#### Problem description
Please return exactly the lines from the one containing "body? Mark that spot." through the end of the records, including both.

#### Records to process

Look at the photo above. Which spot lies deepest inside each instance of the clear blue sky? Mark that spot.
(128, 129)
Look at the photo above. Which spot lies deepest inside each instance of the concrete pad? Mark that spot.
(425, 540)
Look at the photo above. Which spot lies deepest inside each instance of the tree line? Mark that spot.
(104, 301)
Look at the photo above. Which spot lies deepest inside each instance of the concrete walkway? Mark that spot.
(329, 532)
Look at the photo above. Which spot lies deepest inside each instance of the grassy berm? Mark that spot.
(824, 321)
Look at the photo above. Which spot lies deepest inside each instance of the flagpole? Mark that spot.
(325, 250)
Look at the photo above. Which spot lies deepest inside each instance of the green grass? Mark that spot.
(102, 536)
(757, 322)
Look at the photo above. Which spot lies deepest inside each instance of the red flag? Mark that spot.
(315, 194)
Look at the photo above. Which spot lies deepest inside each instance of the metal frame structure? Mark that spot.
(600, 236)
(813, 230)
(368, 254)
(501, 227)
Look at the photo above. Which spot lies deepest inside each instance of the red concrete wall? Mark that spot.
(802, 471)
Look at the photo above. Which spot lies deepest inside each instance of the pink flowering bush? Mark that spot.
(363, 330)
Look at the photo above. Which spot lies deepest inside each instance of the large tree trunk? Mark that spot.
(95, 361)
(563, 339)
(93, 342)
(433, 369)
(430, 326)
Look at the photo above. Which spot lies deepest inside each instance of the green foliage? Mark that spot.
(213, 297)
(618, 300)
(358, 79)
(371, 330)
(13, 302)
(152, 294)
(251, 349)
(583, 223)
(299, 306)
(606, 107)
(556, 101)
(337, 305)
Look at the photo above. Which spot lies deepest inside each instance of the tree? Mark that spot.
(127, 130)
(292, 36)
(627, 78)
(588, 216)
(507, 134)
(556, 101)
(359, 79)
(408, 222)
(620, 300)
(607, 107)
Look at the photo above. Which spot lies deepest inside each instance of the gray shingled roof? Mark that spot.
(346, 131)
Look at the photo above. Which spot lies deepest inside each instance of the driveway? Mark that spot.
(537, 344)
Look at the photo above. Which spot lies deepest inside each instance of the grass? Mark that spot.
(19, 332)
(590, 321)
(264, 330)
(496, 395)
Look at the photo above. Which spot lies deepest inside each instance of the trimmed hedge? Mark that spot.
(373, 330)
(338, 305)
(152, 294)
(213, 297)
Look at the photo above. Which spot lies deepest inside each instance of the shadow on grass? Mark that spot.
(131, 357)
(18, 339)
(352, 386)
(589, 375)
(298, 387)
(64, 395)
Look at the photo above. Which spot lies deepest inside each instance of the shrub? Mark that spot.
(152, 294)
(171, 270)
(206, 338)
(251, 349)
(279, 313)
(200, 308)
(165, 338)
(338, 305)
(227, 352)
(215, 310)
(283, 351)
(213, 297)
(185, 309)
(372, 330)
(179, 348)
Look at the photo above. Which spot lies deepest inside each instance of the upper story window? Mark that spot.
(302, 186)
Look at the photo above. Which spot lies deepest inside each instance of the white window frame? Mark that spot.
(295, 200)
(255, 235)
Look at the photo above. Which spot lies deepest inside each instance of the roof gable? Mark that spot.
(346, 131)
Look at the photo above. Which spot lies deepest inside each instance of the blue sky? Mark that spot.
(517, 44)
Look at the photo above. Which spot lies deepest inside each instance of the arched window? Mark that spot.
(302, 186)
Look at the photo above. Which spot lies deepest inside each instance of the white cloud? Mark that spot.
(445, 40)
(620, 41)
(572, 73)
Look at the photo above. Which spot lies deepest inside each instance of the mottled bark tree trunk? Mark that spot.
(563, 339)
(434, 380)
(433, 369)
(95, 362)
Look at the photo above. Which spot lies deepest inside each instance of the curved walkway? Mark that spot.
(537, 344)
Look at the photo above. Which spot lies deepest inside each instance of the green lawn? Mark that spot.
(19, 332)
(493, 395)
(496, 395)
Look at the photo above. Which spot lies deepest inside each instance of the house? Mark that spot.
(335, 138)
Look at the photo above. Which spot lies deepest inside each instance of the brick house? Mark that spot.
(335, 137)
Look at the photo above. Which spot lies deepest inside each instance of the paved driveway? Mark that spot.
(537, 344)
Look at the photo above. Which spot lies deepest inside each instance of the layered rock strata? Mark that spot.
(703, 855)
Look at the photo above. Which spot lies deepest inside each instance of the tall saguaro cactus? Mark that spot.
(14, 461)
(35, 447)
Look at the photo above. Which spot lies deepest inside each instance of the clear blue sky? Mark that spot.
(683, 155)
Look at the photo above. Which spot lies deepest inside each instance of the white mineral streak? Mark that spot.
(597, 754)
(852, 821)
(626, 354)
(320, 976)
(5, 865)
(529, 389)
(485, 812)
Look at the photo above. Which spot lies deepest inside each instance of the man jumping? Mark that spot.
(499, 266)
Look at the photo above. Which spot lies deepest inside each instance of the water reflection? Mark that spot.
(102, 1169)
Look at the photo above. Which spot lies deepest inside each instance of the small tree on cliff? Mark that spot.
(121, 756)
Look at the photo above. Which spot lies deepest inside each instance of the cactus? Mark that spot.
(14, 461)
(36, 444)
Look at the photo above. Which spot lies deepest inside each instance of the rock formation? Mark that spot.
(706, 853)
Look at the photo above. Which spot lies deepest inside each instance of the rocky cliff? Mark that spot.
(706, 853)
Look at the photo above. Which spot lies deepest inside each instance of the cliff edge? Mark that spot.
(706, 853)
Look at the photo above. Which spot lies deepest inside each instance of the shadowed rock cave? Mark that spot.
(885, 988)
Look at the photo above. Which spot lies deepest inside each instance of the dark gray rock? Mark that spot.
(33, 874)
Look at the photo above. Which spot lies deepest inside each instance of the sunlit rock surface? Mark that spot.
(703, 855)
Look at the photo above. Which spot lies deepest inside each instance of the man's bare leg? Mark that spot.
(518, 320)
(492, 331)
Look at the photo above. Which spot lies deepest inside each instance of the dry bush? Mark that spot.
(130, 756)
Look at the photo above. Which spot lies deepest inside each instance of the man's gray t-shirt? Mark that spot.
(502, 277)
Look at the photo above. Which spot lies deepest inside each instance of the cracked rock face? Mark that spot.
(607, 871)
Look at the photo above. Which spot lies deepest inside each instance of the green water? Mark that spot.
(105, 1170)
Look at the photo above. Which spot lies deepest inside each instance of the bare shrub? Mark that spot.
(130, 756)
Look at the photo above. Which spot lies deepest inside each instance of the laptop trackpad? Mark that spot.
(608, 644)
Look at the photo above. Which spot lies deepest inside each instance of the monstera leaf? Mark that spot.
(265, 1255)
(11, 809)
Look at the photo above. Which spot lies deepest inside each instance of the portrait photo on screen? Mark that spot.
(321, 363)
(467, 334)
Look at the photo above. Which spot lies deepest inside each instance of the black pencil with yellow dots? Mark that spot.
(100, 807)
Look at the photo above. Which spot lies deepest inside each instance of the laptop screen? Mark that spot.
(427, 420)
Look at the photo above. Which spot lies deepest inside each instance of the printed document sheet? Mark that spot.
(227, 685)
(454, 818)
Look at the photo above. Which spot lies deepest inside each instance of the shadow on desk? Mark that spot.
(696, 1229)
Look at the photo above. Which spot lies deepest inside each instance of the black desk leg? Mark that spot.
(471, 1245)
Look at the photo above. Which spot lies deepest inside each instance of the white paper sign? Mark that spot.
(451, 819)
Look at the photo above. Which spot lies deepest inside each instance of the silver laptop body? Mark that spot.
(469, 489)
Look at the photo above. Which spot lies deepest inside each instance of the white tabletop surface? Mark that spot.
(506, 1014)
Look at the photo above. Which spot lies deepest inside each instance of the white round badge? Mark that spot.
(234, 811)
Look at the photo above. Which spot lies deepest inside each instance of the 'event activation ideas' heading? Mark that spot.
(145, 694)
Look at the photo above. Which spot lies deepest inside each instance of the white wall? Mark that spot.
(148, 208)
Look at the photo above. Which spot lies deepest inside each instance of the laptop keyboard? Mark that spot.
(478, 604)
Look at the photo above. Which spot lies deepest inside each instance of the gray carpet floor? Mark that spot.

#### Answer section
Look at the photo above. Which spot lies deepest inside each instance of the silver laptop body? Mark that spot.
(469, 489)
Look at the photo above. Which spot lies deepest inside each instance of the white tabletop surface? Mark that spot.
(506, 1014)
Look at the photo above. Which spot lies deepest inside each instance of the white round badge? Mark that spot.
(234, 811)
Look at the photo above. Which spot lies deepest inside each instance of the 'event activation ideas' heading? Mark that spot.
(145, 694)
Look at the photo above. Which spot lies deepest inside each instance of the white wall? Mark that spot.
(148, 208)
Look at the photo above. Which spot lies deepest inside each instance of the laptop keyboard? Mark that spot.
(478, 604)
Look at the photo above. Which spot lies deepest inside each instance of the gray carpet floor? Mark that spot.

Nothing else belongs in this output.